DE RUEHTA #1376/01 1041236
ZNY SSSSS ZZH
O 141236Z APR 06
FM AMEMBASSY ALMATY
TO SECSTATE WASHDC IMMEDIATE 4937
						S E C R E T ALMATY 001376 

SIPDIS

SIPDIS

DEPT FOR S/ES; SCA/CEN (MUDGE)

E.O. 12958: DECL: 04/14/2016
TAGS: KZ OVIP PGOV PREL
SUBJECT: SCENE SETTER FOR THE VISIT OF THE VICE PRESIDENT
TO ASTANA, MAY 5-6, 2006

Classified By: Ambassador John Ordway, Reason: 1.4 (B) AND (D)



1. (C) Summary: The Vice President's visit comes at a time
of strengthened U.S.-Kazakhstani strategic ties, particularly
noticeable in light of the deterioration in our relationship
with Uzbekistan. President Nursultan Nazarbayev was
reelected in December to what he and the constitution say
will be his final seven-year term in office. Immediately
following his reelection, Nazarbayev focused on burnishing
his legacy as the father of Kazakhstani independence and
ensuring an orderly succession. Riding high on a 91.6%
victory and record-breaking oil prices, Nazarbayev had the
opportunity to move forward boldly with the political reforms
crucial to Kazakhstan,s future development while
safeguarding what he regards as hard-won social and political
stability. The February murder of a prominent opposition
politician, Altynbek Sarsenbaiuly, has changed the political
calculation. It has unleashed an unusually public fight
within the President's inner-circle as powerful figures
sought both to avoid blame and achieve political advantage in
the face of rampant suspicion that someone in the political
elite had ordered the killing that Nazarbayev sees as a
strike against his authority. Pending the outcome of the
investigation, which the FBI is assisting, the murder will
dominate the political landscape and render any engagement
between the authorities and the opposition even more
problematical than usual. The Vice President,s visit
provides an excellent opportunity to focus Nazarbayev on the
big picture of Kazakhstan,s continued development and
potential for regional leadership, and to stiffen his resolve
on the need for continued political reform. End summary.

————

TO DO: According to the cable, what percentage of the vote did Nazarbayev win when he was reelected?

EXTRACTED RECORDS:
————

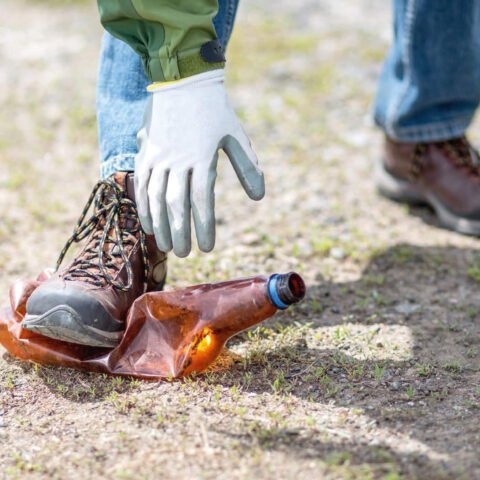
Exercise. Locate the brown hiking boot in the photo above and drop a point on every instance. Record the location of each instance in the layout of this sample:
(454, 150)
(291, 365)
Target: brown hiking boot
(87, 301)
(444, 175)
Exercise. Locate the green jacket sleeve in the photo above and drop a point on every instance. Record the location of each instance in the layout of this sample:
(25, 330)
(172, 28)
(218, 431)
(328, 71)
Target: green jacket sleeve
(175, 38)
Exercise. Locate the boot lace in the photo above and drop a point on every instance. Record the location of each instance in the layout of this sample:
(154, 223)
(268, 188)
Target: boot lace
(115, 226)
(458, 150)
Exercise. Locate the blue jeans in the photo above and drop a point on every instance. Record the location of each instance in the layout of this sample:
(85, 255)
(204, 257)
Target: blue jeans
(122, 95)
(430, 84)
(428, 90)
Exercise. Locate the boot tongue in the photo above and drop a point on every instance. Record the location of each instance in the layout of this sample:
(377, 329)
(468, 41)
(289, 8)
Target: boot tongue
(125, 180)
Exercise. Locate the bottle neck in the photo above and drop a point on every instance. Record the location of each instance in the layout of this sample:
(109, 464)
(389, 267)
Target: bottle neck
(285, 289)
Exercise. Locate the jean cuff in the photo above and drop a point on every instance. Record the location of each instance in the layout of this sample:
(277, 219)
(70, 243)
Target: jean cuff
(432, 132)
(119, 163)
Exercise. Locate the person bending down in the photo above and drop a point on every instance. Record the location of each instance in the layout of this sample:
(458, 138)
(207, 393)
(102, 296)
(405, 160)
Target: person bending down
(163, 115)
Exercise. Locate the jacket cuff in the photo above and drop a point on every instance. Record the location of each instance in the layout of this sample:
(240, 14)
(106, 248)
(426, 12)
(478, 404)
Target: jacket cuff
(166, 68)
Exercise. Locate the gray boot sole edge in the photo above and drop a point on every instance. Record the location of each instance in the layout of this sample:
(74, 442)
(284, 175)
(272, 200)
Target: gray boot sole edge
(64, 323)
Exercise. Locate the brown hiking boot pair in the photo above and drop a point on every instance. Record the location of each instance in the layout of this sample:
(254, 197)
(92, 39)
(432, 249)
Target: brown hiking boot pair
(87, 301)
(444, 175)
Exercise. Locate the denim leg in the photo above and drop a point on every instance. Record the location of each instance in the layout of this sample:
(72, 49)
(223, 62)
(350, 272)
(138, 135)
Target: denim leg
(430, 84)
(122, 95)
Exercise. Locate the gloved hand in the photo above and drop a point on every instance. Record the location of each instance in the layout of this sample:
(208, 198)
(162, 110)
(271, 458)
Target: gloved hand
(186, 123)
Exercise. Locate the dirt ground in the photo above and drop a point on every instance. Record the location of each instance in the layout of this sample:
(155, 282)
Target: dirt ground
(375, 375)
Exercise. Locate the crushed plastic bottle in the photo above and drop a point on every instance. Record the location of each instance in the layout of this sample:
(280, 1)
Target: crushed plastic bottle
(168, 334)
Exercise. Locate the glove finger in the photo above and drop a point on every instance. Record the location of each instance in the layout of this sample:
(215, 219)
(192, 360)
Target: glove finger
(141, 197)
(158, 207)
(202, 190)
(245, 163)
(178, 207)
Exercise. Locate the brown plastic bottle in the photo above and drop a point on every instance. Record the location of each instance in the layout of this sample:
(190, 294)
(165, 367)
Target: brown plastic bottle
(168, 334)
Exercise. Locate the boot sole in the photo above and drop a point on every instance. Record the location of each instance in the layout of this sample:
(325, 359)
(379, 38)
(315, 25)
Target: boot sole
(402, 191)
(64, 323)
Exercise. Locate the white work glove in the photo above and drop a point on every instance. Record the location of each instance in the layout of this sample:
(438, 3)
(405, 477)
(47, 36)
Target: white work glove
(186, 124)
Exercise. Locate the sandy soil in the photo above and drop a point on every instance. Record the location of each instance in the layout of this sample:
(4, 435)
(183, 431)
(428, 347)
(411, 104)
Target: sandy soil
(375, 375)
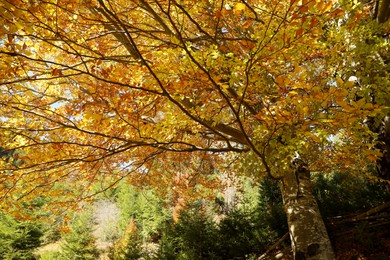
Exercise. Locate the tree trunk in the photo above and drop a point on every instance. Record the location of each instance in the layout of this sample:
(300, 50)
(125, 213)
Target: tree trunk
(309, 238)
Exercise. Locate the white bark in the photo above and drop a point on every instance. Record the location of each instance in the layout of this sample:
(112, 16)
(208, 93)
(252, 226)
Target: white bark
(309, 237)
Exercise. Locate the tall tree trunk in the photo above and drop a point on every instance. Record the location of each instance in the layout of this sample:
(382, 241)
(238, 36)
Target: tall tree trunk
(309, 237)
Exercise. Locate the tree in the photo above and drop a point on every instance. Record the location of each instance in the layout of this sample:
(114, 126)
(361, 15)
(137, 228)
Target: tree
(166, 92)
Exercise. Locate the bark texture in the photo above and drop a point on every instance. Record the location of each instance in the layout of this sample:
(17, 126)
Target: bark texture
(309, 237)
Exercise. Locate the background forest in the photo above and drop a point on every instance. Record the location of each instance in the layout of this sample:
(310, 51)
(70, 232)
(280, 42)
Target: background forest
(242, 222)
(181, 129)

————

OUTPUT OF THE TASK: 91.6%